* start *

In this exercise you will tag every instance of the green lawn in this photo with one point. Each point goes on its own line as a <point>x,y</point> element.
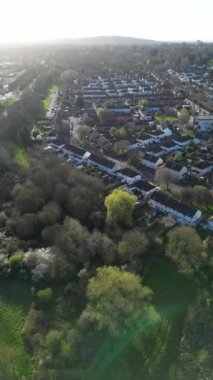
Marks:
<point>165,118</point>
<point>14,304</point>
<point>172,294</point>
<point>51,91</point>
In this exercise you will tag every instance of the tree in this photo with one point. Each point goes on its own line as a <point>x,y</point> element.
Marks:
<point>116,301</point>
<point>101,248</point>
<point>132,247</point>
<point>120,206</point>
<point>27,226</point>
<point>50,214</point>
<point>165,176</point>
<point>53,341</point>
<point>45,295</point>
<point>184,247</point>
<point>72,241</point>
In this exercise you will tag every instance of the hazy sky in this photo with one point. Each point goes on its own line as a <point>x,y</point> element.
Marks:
<point>34,20</point>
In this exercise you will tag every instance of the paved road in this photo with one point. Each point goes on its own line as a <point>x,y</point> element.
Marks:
<point>50,111</point>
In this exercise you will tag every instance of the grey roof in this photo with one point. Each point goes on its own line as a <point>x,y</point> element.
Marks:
<point>143,185</point>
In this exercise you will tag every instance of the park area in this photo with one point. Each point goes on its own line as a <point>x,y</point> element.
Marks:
<point>15,362</point>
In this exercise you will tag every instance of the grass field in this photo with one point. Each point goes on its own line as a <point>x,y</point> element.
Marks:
<point>172,294</point>
<point>51,91</point>
<point>14,304</point>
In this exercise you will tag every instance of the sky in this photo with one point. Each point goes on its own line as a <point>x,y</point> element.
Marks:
<point>162,20</point>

* end *

> [Written task]
Reproduce the items starting at the line containing "In this exercise you will tag every instance of the sky" and ending at the last of the items, substituting "horizon" for "sky" and keeping everything else unchanged.

> [Exercise result]
In this exercise you will tag every instance of the horizon in this photo with one point. Each point goes on its own line as a <point>x,y</point> element.
Marks:
<point>162,20</point>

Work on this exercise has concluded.